Raw data |
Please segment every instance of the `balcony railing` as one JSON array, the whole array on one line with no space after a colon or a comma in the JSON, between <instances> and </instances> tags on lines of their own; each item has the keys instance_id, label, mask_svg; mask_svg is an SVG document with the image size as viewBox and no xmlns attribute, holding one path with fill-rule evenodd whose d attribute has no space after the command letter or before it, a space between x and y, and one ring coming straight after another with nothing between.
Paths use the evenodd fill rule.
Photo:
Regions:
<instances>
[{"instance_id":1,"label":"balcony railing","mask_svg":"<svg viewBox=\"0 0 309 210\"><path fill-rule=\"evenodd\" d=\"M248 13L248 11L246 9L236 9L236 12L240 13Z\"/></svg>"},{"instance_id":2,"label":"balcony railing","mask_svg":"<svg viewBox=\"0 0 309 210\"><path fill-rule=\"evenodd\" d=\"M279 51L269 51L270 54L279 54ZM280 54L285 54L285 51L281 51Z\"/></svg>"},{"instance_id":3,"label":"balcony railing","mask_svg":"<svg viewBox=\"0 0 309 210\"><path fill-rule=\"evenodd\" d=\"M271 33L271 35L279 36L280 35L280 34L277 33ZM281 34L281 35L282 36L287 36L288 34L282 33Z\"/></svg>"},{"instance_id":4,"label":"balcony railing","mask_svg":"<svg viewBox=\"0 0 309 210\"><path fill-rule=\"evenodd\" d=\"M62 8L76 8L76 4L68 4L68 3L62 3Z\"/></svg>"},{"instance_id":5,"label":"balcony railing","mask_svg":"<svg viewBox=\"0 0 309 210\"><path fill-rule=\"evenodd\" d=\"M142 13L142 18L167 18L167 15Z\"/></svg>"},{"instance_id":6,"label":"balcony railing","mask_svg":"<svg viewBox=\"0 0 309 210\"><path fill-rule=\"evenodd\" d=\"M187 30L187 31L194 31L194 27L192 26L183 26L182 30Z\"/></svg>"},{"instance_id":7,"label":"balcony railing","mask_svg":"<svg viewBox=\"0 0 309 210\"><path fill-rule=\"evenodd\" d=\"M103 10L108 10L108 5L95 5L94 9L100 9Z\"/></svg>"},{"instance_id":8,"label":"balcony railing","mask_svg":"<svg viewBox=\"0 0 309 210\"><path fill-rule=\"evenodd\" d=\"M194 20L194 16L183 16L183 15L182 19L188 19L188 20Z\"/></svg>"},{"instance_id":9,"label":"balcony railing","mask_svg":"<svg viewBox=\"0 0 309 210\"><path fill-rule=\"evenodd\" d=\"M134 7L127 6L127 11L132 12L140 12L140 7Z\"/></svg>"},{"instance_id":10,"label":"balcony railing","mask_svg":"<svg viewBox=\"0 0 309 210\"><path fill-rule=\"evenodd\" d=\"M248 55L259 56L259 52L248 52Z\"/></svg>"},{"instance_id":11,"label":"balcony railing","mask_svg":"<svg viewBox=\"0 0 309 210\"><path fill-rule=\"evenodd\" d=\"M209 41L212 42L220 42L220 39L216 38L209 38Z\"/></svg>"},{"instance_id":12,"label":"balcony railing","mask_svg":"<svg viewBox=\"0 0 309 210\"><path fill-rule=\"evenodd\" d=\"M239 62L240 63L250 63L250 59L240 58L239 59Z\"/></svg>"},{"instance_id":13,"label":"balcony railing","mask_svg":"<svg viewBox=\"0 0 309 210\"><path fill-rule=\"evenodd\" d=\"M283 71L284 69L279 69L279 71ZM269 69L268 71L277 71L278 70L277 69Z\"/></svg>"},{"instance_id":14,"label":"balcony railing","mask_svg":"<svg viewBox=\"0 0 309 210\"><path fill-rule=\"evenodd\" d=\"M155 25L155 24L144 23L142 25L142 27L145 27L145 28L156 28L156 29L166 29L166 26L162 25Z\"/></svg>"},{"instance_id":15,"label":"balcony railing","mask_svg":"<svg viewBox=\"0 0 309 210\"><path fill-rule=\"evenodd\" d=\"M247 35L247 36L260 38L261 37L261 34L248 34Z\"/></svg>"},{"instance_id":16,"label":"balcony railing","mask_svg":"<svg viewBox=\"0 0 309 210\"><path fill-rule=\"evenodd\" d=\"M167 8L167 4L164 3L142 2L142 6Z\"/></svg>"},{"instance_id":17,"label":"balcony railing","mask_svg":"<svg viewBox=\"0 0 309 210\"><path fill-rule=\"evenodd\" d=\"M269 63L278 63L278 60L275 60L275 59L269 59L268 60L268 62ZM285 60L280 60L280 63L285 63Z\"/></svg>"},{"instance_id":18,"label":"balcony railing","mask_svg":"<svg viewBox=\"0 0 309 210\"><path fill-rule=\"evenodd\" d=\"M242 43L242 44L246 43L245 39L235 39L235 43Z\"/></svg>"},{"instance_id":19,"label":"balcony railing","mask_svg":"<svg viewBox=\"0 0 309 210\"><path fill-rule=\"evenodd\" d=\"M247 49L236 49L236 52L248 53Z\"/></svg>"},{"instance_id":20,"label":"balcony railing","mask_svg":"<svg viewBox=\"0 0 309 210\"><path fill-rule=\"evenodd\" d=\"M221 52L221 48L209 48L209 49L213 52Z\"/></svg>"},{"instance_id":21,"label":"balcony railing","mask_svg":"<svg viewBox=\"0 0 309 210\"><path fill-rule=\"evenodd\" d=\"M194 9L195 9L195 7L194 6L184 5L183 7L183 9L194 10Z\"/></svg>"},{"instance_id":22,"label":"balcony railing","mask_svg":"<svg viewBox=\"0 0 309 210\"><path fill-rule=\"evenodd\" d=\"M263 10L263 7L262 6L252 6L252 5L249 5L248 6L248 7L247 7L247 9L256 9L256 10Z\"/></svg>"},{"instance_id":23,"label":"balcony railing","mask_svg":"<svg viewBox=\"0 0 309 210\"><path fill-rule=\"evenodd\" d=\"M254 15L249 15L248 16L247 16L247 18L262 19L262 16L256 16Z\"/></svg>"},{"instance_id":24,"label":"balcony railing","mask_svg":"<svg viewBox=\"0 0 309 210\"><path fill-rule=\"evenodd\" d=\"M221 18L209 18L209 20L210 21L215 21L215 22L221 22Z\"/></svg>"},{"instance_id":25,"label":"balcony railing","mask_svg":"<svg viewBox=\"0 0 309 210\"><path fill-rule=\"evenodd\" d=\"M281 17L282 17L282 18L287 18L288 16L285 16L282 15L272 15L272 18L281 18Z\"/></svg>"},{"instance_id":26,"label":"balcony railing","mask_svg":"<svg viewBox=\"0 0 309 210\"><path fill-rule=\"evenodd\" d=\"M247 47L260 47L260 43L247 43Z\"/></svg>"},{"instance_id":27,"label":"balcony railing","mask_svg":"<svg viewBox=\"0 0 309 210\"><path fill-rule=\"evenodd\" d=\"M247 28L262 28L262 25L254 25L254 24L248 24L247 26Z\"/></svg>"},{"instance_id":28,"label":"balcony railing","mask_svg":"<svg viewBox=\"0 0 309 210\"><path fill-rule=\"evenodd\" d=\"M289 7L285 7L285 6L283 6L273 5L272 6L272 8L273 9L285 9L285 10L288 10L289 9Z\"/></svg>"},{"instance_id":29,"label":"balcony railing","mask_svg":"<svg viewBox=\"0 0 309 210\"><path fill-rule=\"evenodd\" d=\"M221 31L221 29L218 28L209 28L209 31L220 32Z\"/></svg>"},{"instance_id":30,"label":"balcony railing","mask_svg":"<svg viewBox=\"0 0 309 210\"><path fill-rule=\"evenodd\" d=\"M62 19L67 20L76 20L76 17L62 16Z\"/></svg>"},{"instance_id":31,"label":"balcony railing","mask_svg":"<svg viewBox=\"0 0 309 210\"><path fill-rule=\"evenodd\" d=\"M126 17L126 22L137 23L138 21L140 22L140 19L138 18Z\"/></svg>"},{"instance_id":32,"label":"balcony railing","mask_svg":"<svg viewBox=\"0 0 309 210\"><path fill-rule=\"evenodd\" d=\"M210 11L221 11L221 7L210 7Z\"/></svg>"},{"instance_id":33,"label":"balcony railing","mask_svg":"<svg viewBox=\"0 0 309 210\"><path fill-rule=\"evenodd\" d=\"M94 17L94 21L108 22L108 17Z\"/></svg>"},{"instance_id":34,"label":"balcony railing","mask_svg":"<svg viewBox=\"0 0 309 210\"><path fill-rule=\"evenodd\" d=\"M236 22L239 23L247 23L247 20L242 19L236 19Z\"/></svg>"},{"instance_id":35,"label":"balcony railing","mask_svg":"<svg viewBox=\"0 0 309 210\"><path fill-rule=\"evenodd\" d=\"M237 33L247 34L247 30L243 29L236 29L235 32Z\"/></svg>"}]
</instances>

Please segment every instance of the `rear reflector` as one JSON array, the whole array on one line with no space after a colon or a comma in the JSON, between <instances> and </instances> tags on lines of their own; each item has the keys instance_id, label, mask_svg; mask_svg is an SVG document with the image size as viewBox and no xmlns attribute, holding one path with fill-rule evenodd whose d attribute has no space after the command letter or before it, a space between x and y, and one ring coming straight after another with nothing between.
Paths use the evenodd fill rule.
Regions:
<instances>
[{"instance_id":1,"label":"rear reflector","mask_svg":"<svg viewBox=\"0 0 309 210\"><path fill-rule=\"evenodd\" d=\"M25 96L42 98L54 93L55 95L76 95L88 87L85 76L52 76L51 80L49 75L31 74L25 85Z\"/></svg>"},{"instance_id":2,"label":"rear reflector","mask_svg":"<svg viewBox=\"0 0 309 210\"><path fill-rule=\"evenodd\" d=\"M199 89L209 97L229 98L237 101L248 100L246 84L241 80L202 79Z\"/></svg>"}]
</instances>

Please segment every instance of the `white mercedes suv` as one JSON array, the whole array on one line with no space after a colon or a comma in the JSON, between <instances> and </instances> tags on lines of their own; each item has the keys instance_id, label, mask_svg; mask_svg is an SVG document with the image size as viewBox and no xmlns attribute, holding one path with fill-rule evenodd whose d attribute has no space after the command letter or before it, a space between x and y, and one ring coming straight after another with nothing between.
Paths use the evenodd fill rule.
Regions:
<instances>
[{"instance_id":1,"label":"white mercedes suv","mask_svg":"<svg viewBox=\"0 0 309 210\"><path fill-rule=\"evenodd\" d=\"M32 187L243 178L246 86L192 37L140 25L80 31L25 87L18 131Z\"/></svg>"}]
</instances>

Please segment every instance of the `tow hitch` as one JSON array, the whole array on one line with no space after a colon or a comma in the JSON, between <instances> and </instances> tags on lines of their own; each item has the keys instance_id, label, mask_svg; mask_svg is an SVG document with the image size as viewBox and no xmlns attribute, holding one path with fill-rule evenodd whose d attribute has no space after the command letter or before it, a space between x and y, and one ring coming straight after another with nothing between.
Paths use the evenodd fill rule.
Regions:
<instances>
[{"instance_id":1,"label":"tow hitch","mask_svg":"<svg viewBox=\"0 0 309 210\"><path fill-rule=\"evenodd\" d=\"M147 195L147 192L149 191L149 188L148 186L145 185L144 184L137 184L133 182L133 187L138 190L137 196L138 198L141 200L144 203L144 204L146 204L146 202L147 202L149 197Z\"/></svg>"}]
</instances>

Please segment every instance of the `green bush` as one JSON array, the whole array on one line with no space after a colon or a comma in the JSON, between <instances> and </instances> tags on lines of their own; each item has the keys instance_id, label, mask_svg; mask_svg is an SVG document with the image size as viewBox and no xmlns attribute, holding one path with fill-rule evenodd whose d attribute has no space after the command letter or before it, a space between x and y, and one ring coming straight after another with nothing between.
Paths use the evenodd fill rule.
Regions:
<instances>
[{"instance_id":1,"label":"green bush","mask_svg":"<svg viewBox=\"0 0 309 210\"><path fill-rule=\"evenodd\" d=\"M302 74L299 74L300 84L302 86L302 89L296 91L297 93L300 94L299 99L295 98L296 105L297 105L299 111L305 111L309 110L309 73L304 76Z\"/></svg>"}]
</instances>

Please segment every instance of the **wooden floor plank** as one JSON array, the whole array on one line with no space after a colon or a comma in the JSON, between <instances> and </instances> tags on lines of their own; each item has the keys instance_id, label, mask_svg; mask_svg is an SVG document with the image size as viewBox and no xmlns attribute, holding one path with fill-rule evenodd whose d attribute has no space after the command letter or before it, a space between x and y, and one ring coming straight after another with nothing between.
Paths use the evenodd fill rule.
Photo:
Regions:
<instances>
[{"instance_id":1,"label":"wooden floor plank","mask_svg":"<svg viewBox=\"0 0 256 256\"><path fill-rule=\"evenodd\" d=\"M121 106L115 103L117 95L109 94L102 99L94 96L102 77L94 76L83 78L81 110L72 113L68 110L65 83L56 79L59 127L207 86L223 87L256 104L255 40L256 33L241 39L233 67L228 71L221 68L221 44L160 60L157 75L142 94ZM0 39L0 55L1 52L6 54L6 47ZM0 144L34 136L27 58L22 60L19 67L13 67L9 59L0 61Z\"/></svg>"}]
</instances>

Instructions to follow | Reproduce word for word every line from the one containing "Please segment every instance of the **wooden" through the end of the items, both included.

Problem solution |
Please segment every instance of the **wooden floor plank** as one JSON array, the whole array on one line with no space after a colon or a comma in the JSON, between <instances> and </instances> tags on lines of their own; each item has the keys instance_id, label, mask_svg; mask_svg is an SVG document with the image size as viewBox and no xmlns attribute, holding one path with fill-rule evenodd whose d attribute has no space after the command letter or before it, a space between x and y, and one ring coming straight after another with nothing between.
Paths use the evenodd fill rule.
Photo:
Regions:
<instances>
[{"instance_id":1,"label":"wooden floor plank","mask_svg":"<svg viewBox=\"0 0 256 256\"><path fill-rule=\"evenodd\" d=\"M121 106L115 103L117 95L109 94L102 99L94 96L102 77L94 76L83 78L81 110L72 113L68 110L65 83L56 79L59 127L207 86L223 87L256 104L255 40L256 33L241 39L233 67L228 71L221 68L221 44L160 60L157 75L142 94ZM0 39L0 55L1 52L6 54L6 47ZM0 144L34 136L27 58L22 60L19 67L13 67L9 59L0 61Z\"/></svg>"}]
</instances>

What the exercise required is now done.